» **Bounding box annotation entries**
────

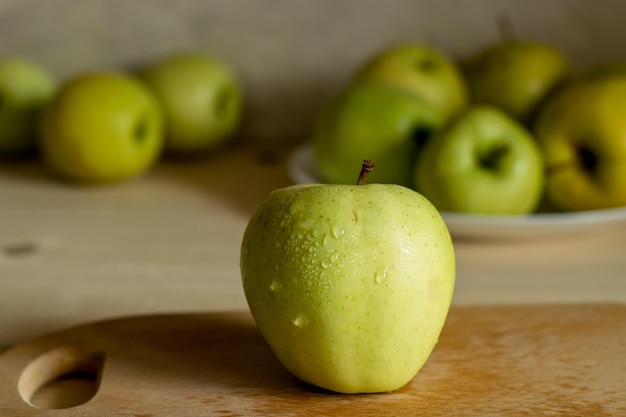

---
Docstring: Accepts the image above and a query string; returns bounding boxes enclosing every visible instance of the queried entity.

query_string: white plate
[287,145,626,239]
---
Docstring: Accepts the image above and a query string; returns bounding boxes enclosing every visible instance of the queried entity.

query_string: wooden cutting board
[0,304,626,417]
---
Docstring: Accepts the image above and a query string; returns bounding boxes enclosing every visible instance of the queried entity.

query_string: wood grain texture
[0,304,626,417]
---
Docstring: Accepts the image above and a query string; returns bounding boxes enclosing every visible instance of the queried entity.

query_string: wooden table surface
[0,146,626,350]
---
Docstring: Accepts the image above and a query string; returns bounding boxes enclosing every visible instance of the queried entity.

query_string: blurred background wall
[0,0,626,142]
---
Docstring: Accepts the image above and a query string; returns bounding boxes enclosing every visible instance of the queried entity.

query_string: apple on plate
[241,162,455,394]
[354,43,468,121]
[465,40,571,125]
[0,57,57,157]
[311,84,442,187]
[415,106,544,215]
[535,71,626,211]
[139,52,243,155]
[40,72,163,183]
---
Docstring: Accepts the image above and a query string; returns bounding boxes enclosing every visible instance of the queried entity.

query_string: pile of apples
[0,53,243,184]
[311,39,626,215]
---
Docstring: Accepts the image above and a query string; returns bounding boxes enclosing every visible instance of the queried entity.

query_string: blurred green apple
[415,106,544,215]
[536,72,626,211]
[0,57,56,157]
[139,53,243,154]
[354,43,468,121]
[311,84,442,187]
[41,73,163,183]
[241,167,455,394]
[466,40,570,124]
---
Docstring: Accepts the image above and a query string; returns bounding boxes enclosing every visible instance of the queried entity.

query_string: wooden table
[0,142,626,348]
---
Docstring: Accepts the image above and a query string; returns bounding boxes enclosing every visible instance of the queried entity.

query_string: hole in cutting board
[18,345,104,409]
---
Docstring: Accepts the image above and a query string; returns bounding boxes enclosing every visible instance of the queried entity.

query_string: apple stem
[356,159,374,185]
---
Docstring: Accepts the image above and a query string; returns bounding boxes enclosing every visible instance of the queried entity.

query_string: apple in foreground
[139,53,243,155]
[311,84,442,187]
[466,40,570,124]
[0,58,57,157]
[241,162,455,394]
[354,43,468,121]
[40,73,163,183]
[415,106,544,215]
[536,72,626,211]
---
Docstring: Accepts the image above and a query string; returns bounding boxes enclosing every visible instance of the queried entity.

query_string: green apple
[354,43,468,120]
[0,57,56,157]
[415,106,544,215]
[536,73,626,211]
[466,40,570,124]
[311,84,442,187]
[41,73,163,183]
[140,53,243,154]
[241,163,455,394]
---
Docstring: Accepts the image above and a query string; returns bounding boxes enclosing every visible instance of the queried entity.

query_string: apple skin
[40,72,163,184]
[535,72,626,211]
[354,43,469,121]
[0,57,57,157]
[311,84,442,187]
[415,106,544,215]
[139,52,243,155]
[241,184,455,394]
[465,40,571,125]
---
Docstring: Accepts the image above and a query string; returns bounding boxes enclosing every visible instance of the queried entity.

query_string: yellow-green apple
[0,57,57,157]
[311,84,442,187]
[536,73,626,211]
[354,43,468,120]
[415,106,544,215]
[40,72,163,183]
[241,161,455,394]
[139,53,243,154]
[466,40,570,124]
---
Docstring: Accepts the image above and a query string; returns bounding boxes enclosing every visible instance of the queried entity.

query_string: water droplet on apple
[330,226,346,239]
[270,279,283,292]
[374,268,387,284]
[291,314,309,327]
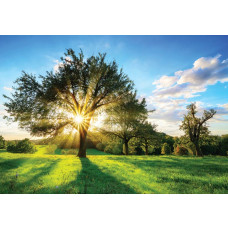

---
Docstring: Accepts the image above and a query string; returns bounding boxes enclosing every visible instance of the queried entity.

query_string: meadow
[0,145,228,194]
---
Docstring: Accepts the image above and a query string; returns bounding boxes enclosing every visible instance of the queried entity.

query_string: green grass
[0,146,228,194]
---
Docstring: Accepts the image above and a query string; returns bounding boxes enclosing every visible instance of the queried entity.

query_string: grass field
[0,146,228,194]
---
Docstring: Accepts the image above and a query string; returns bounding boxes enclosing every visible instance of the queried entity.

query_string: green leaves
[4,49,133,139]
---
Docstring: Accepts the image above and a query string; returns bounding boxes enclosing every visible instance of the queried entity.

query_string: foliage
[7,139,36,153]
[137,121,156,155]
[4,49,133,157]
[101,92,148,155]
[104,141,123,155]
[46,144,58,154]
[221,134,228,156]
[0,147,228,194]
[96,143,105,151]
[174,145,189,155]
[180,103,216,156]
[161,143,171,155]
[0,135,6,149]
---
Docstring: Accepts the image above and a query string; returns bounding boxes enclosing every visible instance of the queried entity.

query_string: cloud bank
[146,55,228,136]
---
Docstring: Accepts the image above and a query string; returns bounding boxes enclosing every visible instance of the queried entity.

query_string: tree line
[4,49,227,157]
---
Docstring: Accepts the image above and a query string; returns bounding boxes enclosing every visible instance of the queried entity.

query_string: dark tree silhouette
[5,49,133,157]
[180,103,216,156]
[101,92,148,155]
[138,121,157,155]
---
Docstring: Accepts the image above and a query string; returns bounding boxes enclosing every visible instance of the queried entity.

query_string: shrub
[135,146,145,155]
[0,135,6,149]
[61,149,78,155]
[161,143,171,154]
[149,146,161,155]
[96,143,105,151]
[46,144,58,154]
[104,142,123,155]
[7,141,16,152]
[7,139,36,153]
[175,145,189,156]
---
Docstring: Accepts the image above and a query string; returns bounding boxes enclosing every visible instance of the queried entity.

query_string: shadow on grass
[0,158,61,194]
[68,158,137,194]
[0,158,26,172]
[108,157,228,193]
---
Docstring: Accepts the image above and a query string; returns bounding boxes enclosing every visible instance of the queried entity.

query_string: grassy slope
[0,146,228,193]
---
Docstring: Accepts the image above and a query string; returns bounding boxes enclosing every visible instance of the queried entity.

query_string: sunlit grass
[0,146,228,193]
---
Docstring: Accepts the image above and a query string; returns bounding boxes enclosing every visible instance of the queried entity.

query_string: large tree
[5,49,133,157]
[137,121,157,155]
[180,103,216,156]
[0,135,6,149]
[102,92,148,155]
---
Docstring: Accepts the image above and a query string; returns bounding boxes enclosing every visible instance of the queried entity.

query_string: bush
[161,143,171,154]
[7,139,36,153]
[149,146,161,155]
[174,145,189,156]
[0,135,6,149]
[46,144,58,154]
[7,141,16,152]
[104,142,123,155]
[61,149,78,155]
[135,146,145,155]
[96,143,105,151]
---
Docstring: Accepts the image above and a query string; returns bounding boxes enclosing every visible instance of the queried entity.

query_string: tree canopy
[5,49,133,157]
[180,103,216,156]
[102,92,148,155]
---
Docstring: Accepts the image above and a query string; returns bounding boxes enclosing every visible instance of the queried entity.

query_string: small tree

────

» **STATED EXERCISE**
Render every line of the entries above as a JSON list of strings, one string per line, omitting blank lines and leaving out the pictures.

» **THE ANSWER**
[
  "---",
  "Docstring: Accepts the image above and a query string; returns bounding boxes enclosing every visible instance of the queried entity.",
  "query_string: white plate",
  "[287,145,626,239]",
  "---",
  "Docstring: Accepts the image above and a query string; returns bounding boxes enclosing every visible instance of the queried entity.",
  "query_string: wooden cutting board",
  "[0,304,626,417]",
  "---",
  "Docstring: Accepts the image above and a query string; returns bounding boxes enclosing every visible instance of the queried entity.",
  "query_string: wood grain texture",
  "[0,304,626,417]",
  "---",
  "Docstring: Accepts the image above and a query string; returns bounding boxes enclosing every visible instance of the queried entity.",
  "query_string: wooden table surface",
  "[0,146,626,350]",
  "---",
  "Docstring: Accepts the image above and a query string; returns bounding boxes enclosing every visible instance of the queried entity.",
  "query_string: blurred background wall",
  "[0,0,626,142]",
  "---",
  "Docstring: Accepts the image above and a query string; returns bounding boxes enclosing every visible instance of the queried entity.",
  "query_string: apple on plate",
  "[241,162,455,394]",
  "[354,43,468,121]",
  "[465,40,571,125]",
  "[0,57,57,157]",
  "[311,84,442,187]",
  "[415,106,544,215]",
  "[535,71,626,211]",
  "[139,52,243,155]",
  "[40,72,163,183]",
  "---",
  "Docstring: Accepts the image above and a query string; returns bounding boxes enclosing every visible instance of the queried entity.",
  "query_string: pile of apples",
  "[0,53,243,184]",
  "[311,39,626,215]",
  "---",
  "Docstring: Accepts the image above and a query string; returns bounding boxes enclosing every visible instance of the queried entity.",
  "query_string: blurred green apple",
  "[415,106,544,215]",
  "[536,72,626,211]",
  "[0,57,56,157]",
  "[139,53,243,154]",
  "[354,43,468,121]",
  "[311,84,442,187]",
  "[41,73,163,183]",
  "[241,167,455,394]",
  "[466,40,570,124]",
  "---",
  "Docstring: Accepts the image above and a query string; returns bounding boxes enclosing every visible instance of the queried entity.",
  "query_string: wooden table",
  "[0,142,626,348]",
  "---",
  "Docstring: Accepts the image above and a query string; returns bounding boxes enclosing every visible instance of the queried entity.",
  "query_string: hole in cutting board",
  "[18,345,104,409]",
  "---",
  "Docstring: Accepts the image above and a query string; returns bounding boxes enclosing every visible instance of the queried entity.",
  "query_string: apple stem",
  "[356,159,374,185]",
  "---",
  "Docstring: Accepts the image above and a query string; returns bounding boxes enclosing every visible instance of the queried entity.",
  "query_string: apple in foreground",
  "[139,53,243,155]",
  "[311,84,442,187]",
  "[466,40,570,124]",
  "[0,58,57,157]",
  "[241,162,455,394]",
  "[354,43,468,121]",
  "[40,73,163,183]",
  "[415,106,544,215]",
  "[536,72,626,211]",
  "---",
  "Docstring: Accepts the image above and a query string; returns bounding boxes enclosing every visible instance of the queried entity.",
  "query_string: green apple",
  "[354,43,468,120]",
  "[0,57,56,157]",
  "[415,106,544,215]",
  "[536,73,626,211]",
  "[466,40,570,124]",
  "[311,84,442,187]",
  "[41,73,163,183]",
  "[140,53,243,154]",
  "[241,163,455,394]",
  "---",
  "Docstring: Accepts the image above and a query string; returns bounding boxes enclosing every visible instance of the queried entity.",
  "query_string: apple skin",
  "[40,72,163,184]",
  "[535,72,626,211]",
  "[354,43,469,121]",
  "[0,57,57,157]",
  "[311,84,442,187]",
  "[415,106,544,215]",
  "[139,52,243,155]",
  "[241,184,455,394]",
  "[465,40,571,125]",
  "---",
  "Docstring: Accepts the image above and a query string; returns bounding boxes enclosing every visible instance of the queried entity.",
  "query_string: yellow-green apple",
  "[0,57,57,157]",
  "[311,84,442,187]",
  "[536,73,626,211]",
  "[354,43,468,120]",
  "[415,106,544,215]",
  "[40,72,163,183]",
  "[241,161,455,394]",
  "[139,53,243,154]",
  "[466,40,570,124]",
  "---",
  "Docstring: Accepts the image above and a query string; returns bounding boxes enclosing every visible instance of the queried entity.",
  "query_string: water droplet on apple",
  "[330,226,346,239]",
  "[270,279,283,292]",
  "[374,268,387,284]",
  "[291,314,309,327]",
  "---",
  "Docstring: Accepts the image above and a query string; returns bounding boxes enclosing every visible instance of the queried entity.",
  "query_string: meadow",
  "[0,145,228,194]",
  "---",
  "Docstring: Accepts the image above and a query string; returns bounding boxes enclosing every visible instance of the queried entity.",
  "query_string: green grass",
  "[0,146,228,194]",
  "---",
  "Docstring: Accepts the image above and a query string; returns bounding boxes enclosing every visible instance of the queried entity.",
  "query_string: grass field",
  "[0,146,228,194]",
  "---",
  "Docstring: Accepts the image above and a query string; returns bounding boxes enclosing every visible instance of the queried entity.",
  "query_string: green leaves",
  "[4,49,133,139]",
  "---",
  "Docstring: Accepts the image above and a query string; returns bounding boxes enclosing every visible instance of the queried entity.",
  "query_string: foliage",
  "[7,139,36,153]",
  "[137,121,156,155]",
  "[4,49,133,157]",
  "[101,92,148,155]",
  "[104,141,123,155]",
  "[46,144,58,154]",
  "[221,134,228,156]",
  "[0,147,228,194]",
  "[96,143,105,151]",
  "[174,145,189,155]",
  "[180,103,216,156]",
  "[161,143,171,155]",
  "[0,135,6,149]",
  "---",
  "Docstring: Accepts the image above and a query string; returns bounding boxes enclosing every visible instance of the queried entity.",
  "query_string: cloud bank",
  "[146,55,228,136]",
  "---",
  "Docstring: Accepts the image above and a query string; returns bounding boxes enclosing every visible instance of the queried entity.",
  "query_string: tree line",
  "[4,49,227,157]",
  "---",
  "Docstring: Accepts the image above and a query string; returns bounding boxes enclosing every visible instance of the queried entity.",
  "query_string: dark tree silhouette",
  "[5,49,133,157]",
  "[180,103,216,156]",
  "[101,92,148,155]",
  "[138,121,157,155]",
  "---",
  "Docstring: Accepts the image above and a query string; returns bounding boxes enclosing every visible instance of the queried entity.",
  "query_string: shrub",
  "[135,146,145,155]",
  "[0,135,6,149]",
  "[61,149,78,155]",
  "[161,143,171,154]",
  "[149,146,161,155]",
  "[96,143,105,151]",
  "[46,144,58,154]",
  "[104,142,123,155]",
  "[7,141,16,152]",
  "[7,139,36,153]",
  "[175,145,189,156]",
  "---",
  "Docstring: Accepts the image above and a query string; returns bounding boxes enclosing every visible instance of the queried entity.",
  "query_string: shadow on grass",
  "[0,158,61,194]",
  "[68,158,137,194]",
  "[0,158,26,172]",
  "[108,157,228,193]",
  "---",
  "Docstring: Accepts the image above and a query string; returns bounding boxes enclosing every visible instance of the queried entity.",
  "query_string: grassy slope",
  "[0,146,228,193]",
  "---",
  "Docstring: Accepts the image above and a query string; returns bounding boxes enclosing every visible instance of the queried entity.",
  "query_string: sunlit grass",
  "[0,146,228,193]",
  "---",
  "Docstring: Accepts the image above and a query string; returns bounding boxes enclosing every visible instance of the queried entity.",
  "query_string: large tree",
  "[5,49,133,157]",
  "[137,121,157,155]",
  "[180,103,216,156]",
  "[0,135,6,149]",
  "[102,92,148,155]",
  "---",
  "Docstring: Accepts the image above and a query string; returns bounding boxes enclosing every visible instance of the queried entity.",
  "query_string: bush",
  "[161,143,171,154]",
  "[7,139,36,153]",
  "[149,146,161,155]",
  "[174,145,189,156]",
  "[0,135,6,149]",
  "[46,144,58,154]",
  "[7,141,16,152]",
  "[104,142,123,155]",
  "[61,149,78,155]",
  "[135,146,145,155]",
  "[96,143,105,151]",
  "---",
  "Docstring: Accepts the image above and a query string; returns bounding boxes enclosing every visible instance of the queried entity.",
  "query_string: tree canopy",
  "[5,49,133,157]",
  "[180,103,216,156]",
  "[102,92,148,155]",
  "---",
  "Docstring: Accepts the image above and a query string; returns bounding boxes enclosing every visible instance of the queried entity.",
  "query_string: small tree"
]